◆ **ACTIVITY**: Each record should be reproduced exactly.

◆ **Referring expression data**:
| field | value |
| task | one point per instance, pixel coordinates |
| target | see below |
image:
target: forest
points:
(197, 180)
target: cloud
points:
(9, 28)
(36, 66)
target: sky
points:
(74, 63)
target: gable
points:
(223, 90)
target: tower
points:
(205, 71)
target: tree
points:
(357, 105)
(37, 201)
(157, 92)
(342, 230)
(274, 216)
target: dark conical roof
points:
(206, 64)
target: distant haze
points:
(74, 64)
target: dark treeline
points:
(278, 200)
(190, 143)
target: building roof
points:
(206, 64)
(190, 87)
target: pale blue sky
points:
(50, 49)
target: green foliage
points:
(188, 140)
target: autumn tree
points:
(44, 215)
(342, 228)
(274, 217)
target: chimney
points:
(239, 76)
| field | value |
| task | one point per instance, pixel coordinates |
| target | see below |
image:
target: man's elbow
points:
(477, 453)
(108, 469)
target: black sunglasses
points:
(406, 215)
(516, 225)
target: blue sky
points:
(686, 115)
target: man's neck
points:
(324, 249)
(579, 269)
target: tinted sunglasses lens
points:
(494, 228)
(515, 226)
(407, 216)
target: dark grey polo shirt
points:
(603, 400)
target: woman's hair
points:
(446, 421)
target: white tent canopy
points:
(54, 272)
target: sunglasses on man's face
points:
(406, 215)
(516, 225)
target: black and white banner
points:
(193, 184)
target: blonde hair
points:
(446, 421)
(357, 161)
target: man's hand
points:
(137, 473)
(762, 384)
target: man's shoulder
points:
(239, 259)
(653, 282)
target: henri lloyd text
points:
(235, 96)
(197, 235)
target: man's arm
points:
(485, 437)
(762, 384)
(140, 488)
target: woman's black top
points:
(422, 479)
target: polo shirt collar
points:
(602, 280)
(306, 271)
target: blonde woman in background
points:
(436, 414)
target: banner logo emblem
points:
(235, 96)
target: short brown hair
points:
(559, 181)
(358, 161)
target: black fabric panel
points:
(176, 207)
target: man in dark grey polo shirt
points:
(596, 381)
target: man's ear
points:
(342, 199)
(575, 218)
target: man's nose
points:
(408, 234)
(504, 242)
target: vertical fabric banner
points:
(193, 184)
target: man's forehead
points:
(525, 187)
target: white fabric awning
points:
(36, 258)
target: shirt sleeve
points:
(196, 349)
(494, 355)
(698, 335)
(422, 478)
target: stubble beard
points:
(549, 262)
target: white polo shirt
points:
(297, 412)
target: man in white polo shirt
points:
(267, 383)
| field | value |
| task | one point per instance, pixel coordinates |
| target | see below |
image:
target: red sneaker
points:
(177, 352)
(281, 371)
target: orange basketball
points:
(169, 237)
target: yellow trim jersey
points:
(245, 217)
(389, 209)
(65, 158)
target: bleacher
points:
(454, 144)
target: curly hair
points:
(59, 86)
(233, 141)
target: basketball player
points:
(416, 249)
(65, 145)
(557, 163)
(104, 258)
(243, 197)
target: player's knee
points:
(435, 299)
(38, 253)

◆ **SOLUTION**:
| field | value |
| task | one point per instance, pixel coordinates |
| target | see below |
image:
target: forest
points:
(197, 180)
target: cloud
points:
(9, 28)
(36, 66)
target: sky
points:
(74, 63)
target: gable
points:
(223, 90)
target: tower
points:
(205, 71)
target: tree
points:
(357, 105)
(37, 201)
(157, 92)
(342, 230)
(274, 216)
target: dark conical roof
points:
(206, 64)
target: distant haze
points:
(74, 64)
target: dark treeline
points:
(278, 200)
(190, 143)
target: building roof
points:
(206, 64)
(190, 87)
target: pale blue sky
points:
(50, 49)
target: green foliage
points:
(188, 140)
target: autumn tree
points:
(44, 215)
(342, 228)
(274, 217)
target: chimney
points:
(239, 76)
| field | value |
| task | one point per instance, pixel coordinates |
| target | see below |
image:
target: man's elbow
points:
(477, 453)
(108, 469)
target: black sunglasses
points:
(406, 215)
(516, 225)
target: blue sky
points:
(686, 115)
target: man's neck
points:
(324, 249)
(579, 269)
target: tinted sunglasses lens
points:
(494, 228)
(515, 226)
(407, 216)
target: dark grey polo shirt
points:
(603, 400)
target: woman's hair
points:
(446, 421)
target: white tent canopy
points:
(54, 272)
target: sunglasses on man's face
points:
(406, 215)
(516, 225)
target: black and white banner
points:
(193, 184)
target: blonde hair
points:
(446, 421)
(357, 161)
target: man's hand
points:
(137, 473)
(762, 384)
target: man's shoulder
points:
(239, 259)
(653, 282)
target: henri lloyd text
points:
(235, 96)
(197, 235)
target: man's arm
points:
(485, 437)
(762, 384)
(140, 488)
target: woman's black top
points:
(422, 479)
target: polo shirt collar
points:
(602, 280)
(306, 271)
target: blonde woman in background
points:
(436, 414)
target: banner logo emblem
points:
(235, 96)
target: short brown hair
points:
(559, 181)
(358, 161)
target: black fabric panel
points:
(176, 207)
target: man in dark grey polo shirt
points:
(596, 381)
target: man's ear
points:
(342, 199)
(575, 218)
target: man's nose
points:
(408, 234)
(504, 242)
target: vertical fabric banner
points:
(193, 184)
target: man's forehead
points:
(525, 187)
target: white fabric awning
points:
(36, 258)
target: shirt sleeve
points:
(196, 349)
(494, 355)
(698, 335)
(422, 478)
target: stubble beard
points:
(549, 262)
target: white polo shirt
points:
(297, 412)
target: man in white polo shirt
points:
(267, 383)
| field | value |
| task | one point per instance, pixel coordinates |
| target | see below |
image:
target: red sneaker
points:
(177, 352)
(281, 371)
target: orange basketball
points:
(169, 237)
target: yellow trim jersey
points:
(245, 217)
(389, 209)
(65, 158)
target: bleacher
points:
(454, 144)
target: curly hair
points:
(59, 86)
(233, 141)
target: basketball player
points:
(416, 249)
(65, 145)
(557, 163)
(104, 258)
(243, 197)
target: player's knee
points:
(435, 299)
(38, 253)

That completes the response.